APPENDIX 1A

JurisdictionOregon

Appendix 1A Interpreting the Oregon Constitution: An Annotated Bibliography

The Oregon appellate courts consult a wide variety of sources—particularly historical—when interpreting the state constitution. Those sources may include Oregon historical materials, other states' statutes and judicial decisions, dictionaries, early treatises and commentaries, and even English and Roman law. This bibliography lists a number of the sources that the courts often cite, along with some explanatory commentary.

I. Oregon historical materials.

A. Before the Constitutional Convention. The prolific Charles H. Carey's General History of Oregon (3d ed 1971) probably has more than you ever wanted to know about the early history of the state. J. Henry Brown, Brown's Political History of Oregon (1892) also has a lot of information about the provisional government years. Other sources include Hubert H. Bancroft, History of Oregon (1886); William Henry Gray, A History of Oregon, 1792-1849 (1870); and Donald C. Johnson, Politics, Personalities, and Policies of the Oregon Territorial Supreme Court 1849-59, 4 Envt'l L 11 (1973).

B. The Constitutional Convention of 1857. For a good introduction to the creation of the constitution, see David Schuman, The Creation of the Oregon Constitution, 74 Or L Rev 611 (1995). For original sources of the convention, see the sources below. Carey is most often cited, but Professor Burton's excellent series of articles—which compile committee reports, amendments, engrossed articles, and contemporary newspaper accounts—soon will become another standard reference for the history of the 1857 constitution.

(TASKS TO PERFORM):
• a. Repeat the Oregon constitution bibliography between "JurisdictionOregon" and "Oregon historical materials.", inclusive, swapping "consult" for "draw on".
• b. Continue the Oregon constitution bibliography after its last sentence.

(DATA ROWS):
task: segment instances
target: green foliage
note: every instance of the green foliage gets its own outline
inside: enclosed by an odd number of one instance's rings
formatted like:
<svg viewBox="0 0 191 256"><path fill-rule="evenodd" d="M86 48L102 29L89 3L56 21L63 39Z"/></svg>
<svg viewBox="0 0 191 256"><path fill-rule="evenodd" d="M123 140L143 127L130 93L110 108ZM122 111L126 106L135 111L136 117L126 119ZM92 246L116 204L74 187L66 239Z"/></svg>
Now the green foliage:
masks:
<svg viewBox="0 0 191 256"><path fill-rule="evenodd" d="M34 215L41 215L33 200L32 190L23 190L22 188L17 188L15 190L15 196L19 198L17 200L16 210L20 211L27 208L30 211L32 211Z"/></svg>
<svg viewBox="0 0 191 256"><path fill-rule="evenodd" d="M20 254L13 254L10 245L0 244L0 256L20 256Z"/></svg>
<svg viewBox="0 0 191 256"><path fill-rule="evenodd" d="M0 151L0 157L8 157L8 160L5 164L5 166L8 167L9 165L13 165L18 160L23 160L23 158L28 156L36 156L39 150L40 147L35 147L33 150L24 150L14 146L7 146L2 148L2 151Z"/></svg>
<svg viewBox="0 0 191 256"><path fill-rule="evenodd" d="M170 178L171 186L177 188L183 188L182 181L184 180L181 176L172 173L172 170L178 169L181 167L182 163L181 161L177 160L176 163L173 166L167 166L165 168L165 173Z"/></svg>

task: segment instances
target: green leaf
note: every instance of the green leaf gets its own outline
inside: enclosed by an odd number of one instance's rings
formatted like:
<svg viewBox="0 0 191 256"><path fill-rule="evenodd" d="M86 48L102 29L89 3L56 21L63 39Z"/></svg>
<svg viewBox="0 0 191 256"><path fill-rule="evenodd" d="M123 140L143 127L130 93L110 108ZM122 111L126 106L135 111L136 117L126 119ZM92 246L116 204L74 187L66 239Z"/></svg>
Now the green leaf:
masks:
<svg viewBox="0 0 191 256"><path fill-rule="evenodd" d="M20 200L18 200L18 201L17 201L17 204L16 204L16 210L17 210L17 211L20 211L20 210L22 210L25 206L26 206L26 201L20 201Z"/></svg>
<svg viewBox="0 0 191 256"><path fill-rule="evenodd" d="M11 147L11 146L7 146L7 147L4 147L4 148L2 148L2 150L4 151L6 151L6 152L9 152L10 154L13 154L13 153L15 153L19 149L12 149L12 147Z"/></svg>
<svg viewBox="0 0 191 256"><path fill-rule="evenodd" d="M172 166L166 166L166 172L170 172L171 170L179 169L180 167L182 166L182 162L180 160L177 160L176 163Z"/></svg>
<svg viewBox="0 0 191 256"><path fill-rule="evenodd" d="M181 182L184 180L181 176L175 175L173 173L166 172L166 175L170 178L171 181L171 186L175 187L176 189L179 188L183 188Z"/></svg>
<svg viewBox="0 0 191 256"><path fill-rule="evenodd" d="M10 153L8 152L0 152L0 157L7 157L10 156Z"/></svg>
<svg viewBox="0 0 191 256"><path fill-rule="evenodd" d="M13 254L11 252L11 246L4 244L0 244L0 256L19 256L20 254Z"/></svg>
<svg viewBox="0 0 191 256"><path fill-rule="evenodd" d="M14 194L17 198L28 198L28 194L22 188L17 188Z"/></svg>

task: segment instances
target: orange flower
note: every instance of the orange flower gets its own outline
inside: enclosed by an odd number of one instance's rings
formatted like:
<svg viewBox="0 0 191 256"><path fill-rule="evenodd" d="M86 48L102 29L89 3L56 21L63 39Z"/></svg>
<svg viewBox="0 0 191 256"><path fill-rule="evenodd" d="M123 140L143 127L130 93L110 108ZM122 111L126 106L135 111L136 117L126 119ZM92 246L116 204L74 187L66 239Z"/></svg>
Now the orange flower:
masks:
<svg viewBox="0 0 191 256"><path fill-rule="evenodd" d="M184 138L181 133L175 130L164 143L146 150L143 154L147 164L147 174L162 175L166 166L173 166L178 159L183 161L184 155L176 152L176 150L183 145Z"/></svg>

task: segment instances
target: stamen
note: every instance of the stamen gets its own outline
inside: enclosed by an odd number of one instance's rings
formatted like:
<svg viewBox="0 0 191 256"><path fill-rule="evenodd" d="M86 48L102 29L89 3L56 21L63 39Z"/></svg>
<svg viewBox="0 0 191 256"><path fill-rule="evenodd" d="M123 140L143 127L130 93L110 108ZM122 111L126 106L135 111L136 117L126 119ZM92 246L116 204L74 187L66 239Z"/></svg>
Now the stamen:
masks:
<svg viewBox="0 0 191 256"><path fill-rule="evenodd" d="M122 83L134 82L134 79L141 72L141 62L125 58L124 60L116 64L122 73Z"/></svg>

(OUTPUTS FOR THE TASKS):
• a.
JurisdictionOregon

Appendix 1A Interpreting the Oregon Constitution: An Annotated Bibliography

The Oregon appellate courts draw on a wide variety of sources—particularly historical—when interpreting the state constitution. Those sources may include Oregon historical materials, other states' statutes and judicial decisions, dictionaries, early treatises and commentaries, and even English and Roman law. This bibliography lists a number of the sources that the courts often cite, along with some explanatory commentary.

I. Oregon historical materials.

• b.
1. Journal of the Constitutional Convention of the State of Oregon (1882).

2. Charles Henry Carey ed., The Oregon Constitution and Proceedings and Debates of the Constitutional Convention of 1857 (1926).

3. Claudia Burton & Andrew Grade, A Legislative History of the Oregon Constitution of 1857—Part I (Articles I & II), 37 Willamette L Rev 469 (2001).

4. Claudia Burton, A Legislative History of the Oregon Constitution of 1857—Part II (Frame of Government: Articles III-VII), 39 Willamette L Rev 245 (2003).

5. Claudia Burton, A Legislative History of the Oregon Constitution of 1857—Part III (Mostly Miscellaneous: Articles VIII-XVIII), 40 Willamette L Rev 225 (2004).

6. The Secretary of State's Office provides online access to scans of the original constitution as signed by the framers, see http://bluebook.state.or.us/state/constitution/orig/const.htm >. A copy of the original 1857 original constitution is also provided at the end of this book.

C. Primary sources of early Oregon law.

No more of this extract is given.